▸ About this task:
Continue the blog post about the Lehigh inauguration and the novel The Personal Librarian, picking up right after its final sentence.

As the saying goes, you can’t go home again. But you can go visit. We spent a wonderful day in Bethlehem at Lehigh University celebrating the inauguration of Lehigh’s 15th president, Joe Helble. The campus looked lovely, and the ceremony had the requisite pomp prompting misty eyes. The Chief Penguin and I were pleased to see and chat with so many former colleagues and friends. The experience was simultaneously a trip down memory lane and a day of optimism for the future. Go Lehigh, cheers for the Brown and White!
RECENT READING–SUPER LIBRARIAN
The Personal Librarian by Marie Benedict and Victoria Christopher Murray
Belle da Costa Greene (history net.com)
Marie Benedict writes novels focused on strong women, usually ones who have been ignored by history or not fully appreciated. I’ve read several of her works, but this one stands out as one of the best. Bella da Costa Greene was initially hired by financier J. P. Morgan to catalog and document his library of rare manuscripts and books. Over time, her role expanded. She became his chief negotiator and agent in the purchase of new items, even traveling to England and the Continent solo. Their relationship was a close one, both professionally and personally, and after Morgan’s death, she was named the first director of the library. All of this would be remarkable enough for the early 20th century when few women had such prominent positions, but Greene had a big secret. Born Black, she had lived as a white woman since her teens. Benedict and Murray’s novel depicts the stresses and challenge of maintaining this façade at a time of more rabid racism.

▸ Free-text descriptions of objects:
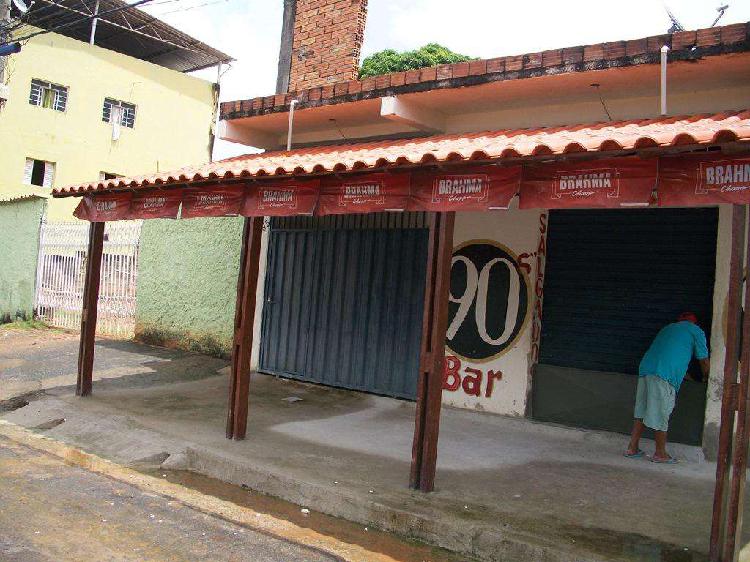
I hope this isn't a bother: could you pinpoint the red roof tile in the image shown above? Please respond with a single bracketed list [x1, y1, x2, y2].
[53, 110, 750, 196]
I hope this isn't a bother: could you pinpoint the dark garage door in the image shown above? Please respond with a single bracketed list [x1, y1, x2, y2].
[532, 208, 718, 444]
[260, 213, 428, 398]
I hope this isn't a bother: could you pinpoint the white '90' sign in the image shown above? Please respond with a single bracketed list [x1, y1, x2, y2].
[446, 255, 521, 346]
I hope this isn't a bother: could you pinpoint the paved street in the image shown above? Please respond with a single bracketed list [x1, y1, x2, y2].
[0, 437, 336, 562]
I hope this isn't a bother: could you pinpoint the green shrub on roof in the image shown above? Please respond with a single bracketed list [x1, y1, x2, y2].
[359, 43, 474, 78]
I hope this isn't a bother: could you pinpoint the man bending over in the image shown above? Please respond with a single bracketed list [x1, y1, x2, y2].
[625, 312, 709, 464]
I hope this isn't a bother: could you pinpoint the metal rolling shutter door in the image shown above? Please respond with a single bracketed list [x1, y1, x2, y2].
[260, 213, 428, 398]
[539, 209, 718, 373]
[532, 208, 718, 444]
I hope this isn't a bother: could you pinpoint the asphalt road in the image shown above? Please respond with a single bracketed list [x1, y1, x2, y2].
[0, 437, 335, 562]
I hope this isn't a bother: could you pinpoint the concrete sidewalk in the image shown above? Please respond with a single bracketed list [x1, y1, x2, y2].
[0, 330, 747, 561]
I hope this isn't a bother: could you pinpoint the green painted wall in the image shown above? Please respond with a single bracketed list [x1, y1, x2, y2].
[136, 217, 243, 355]
[0, 198, 47, 321]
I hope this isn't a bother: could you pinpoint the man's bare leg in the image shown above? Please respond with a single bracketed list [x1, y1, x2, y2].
[654, 431, 669, 461]
[625, 418, 648, 455]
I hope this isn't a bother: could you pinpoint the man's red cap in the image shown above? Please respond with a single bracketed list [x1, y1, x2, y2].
[677, 312, 698, 324]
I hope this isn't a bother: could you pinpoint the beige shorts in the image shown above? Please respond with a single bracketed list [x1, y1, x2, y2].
[634, 375, 677, 431]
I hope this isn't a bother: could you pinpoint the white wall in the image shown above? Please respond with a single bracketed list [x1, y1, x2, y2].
[443, 204, 546, 416]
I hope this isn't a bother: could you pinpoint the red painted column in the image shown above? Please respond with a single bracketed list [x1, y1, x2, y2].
[76, 222, 106, 396]
[409, 212, 456, 492]
[226, 217, 263, 440]
[709, 205, 750, 562]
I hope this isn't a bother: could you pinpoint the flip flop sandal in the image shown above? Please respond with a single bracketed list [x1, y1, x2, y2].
[622, 449, 643, 459]
[649, 457, 677, 464]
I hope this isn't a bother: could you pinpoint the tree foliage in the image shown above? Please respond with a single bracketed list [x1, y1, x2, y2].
[359, 43, 473, 78]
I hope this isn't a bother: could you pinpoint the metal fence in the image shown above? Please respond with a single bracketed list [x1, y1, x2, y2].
[34, 221, 142, 338]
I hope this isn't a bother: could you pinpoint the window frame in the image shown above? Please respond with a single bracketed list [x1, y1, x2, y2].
[23, 156, 57, 189]
[29, 78, 70, 113]
[102, 97, 137, 129]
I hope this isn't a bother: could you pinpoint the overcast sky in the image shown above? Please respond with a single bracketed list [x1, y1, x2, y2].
[148, 0, 750, 158]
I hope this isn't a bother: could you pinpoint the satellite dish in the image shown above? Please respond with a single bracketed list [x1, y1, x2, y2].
[13, 0, 29, 14]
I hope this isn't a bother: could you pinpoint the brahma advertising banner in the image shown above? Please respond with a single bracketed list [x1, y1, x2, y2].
[182, 185, 245, 219]
[318, 173, 411, 215]
[659, 155, 750, 207]
[73, 192, 133, 222]
[519, 158, 658, 209]
[127, 189, 182, 219]
[240, 180, 320, 217]
[410, 166, 521, 211]
[69, 155, 750, 222]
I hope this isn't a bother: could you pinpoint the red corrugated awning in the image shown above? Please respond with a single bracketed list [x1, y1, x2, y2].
[52, 110, 750, 197]
[54, 111, 750, 221]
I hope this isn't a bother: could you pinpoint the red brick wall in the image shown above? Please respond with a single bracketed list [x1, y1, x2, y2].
[289, 0, 367, 92]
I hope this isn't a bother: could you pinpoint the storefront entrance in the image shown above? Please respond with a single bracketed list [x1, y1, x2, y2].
[260, 213, 428, 399]
[531, 208, 718, 445]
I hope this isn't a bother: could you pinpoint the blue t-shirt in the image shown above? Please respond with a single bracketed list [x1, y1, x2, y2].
[638, 320, 708, 390]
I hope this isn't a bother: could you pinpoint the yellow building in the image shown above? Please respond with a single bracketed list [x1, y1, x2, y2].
[0, 4, 231, 222]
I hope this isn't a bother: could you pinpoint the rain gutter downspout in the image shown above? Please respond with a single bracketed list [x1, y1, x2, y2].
[661, 45, 669, 115]
[286, 100, 298, 152]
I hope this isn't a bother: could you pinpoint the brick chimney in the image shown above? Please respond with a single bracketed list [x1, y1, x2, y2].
[288, 0, 367, 92]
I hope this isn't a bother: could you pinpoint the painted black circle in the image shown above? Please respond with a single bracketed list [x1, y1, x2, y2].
[446, 242, 529, 360]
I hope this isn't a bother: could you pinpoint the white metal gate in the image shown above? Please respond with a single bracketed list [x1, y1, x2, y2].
[34, 221, 142, 338]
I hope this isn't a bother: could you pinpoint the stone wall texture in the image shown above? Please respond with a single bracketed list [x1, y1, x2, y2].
[0, 197, 47, 322]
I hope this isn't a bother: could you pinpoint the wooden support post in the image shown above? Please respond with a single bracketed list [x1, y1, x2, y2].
[76, 222, 106, 396]
[709, 205, 750, 562]
[227, 217, 263, 440]
[409, 212, 456, 492]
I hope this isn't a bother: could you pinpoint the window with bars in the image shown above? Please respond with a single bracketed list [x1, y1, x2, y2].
[29, 79, 68, 111]
[102, 98, 135, 129]
[23, 158, 55, 187]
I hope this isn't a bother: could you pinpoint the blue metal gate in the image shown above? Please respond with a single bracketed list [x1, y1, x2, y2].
[260, 213, 428, 399]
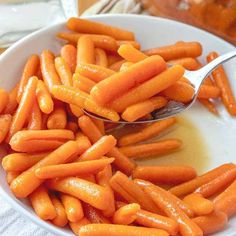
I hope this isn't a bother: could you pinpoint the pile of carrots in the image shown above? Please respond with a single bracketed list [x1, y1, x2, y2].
[0, 18, 236, 236]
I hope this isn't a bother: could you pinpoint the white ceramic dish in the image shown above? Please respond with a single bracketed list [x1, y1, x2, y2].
[0, 15, 236, 236]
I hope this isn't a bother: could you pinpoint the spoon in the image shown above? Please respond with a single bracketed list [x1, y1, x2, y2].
[84, 50, 236, 124]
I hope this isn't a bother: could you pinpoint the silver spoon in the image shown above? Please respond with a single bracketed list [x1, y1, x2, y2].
[84, 50, 236, 124]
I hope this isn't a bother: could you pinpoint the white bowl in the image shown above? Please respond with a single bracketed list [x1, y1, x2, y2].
[0, 15, 236, 236]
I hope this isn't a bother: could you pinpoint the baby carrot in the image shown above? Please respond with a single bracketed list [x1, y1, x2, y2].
[79, 224, 169, 236]
[40, 50, 61, 91]
[144, 42, 202, 61]
[91, 56, 166, 105]
[120, 139, 182, 159]
[76, 63, 115, 82]
[144, 181, 203, 236]
[77, 35, 95, 66]
[10, 141, 78, 198]
[47, 177, 110, 210]
[112, 203, 140, 225]
[122, 96, 167, 122]
[118, 118, 176, 146]
[117, 44, 148, 63]
[183, 193, 214, 216]
[170, 163, 235, 197]
[192, 211, 228, 235]
[207, 52, 236, 115]
[35, 158, 114, 179]
[17, 54, 40, 103]
[61, 194, 84, 222]
[94, 48, 108, 67]
[132, 166, 197, 184]
[55, 57, 72, 86]
[0, 114, 12, 143]
[109, 65, 184, 112]
[67, 17, 134, 40]
[7, 77, 38, 140]
[29, 185, 57, 220]
[36, 80, 54, 114]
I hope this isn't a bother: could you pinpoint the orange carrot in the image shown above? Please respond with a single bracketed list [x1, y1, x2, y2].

▸ Task response:
This book will delight my librarian friends and is a welcome tribute to one woman’s determination and accomplishments. Partly due to her efforts, the Morgan Library transitioned from a strictly private library to a library and museum open to the public. Now I need to make another visit! (~JWFarrington)
COMPELLING LIVE THEATER!
To Kill a Mockingbird
After a long Covid hiatus, Broadway is back. The other evening, we went to see To Kill a Mockingbird, and it was simply marvelous! The entry lines for checking vaccination status moved along efficiently, and masks were required in line and everywhere in the theater. Theater staff enforced mask wearing, citing individuals with a reminder if they weren’t complying. We had third row seats and the hall was full.
Like many, I first read Harper Lee’s novel when I was a teen and then again later in life. I recalled upright Atticus Finch and Scout, his curious, frisky little girl. Set in the 1930’s in a small Alabama town, multiple strands are interwoven with the main plot. Atticus’s willingness to defend an innocent Black man against death penalty charges is consistent with his belief in the goodness and decency in everyone. Later, his belief is tested when events spin out of control. His two children, Jem and Scout, and their friend Dill don’t always understand or agree with him, but they defend him. It’s a powerful play, set in a different time, yet with messages that resonate today. Despite its seriousness, there are occasional bits of humor, often provided by the children acting as chorus and interpreters.
Jeff Daniels as Atticus and Cecilia Keenan-Bolger as Scout are both superb, while Michael Braugher is convincing in his Broadway debut as the accused Tom Robinson. Highly recommended! (~JWFarrington)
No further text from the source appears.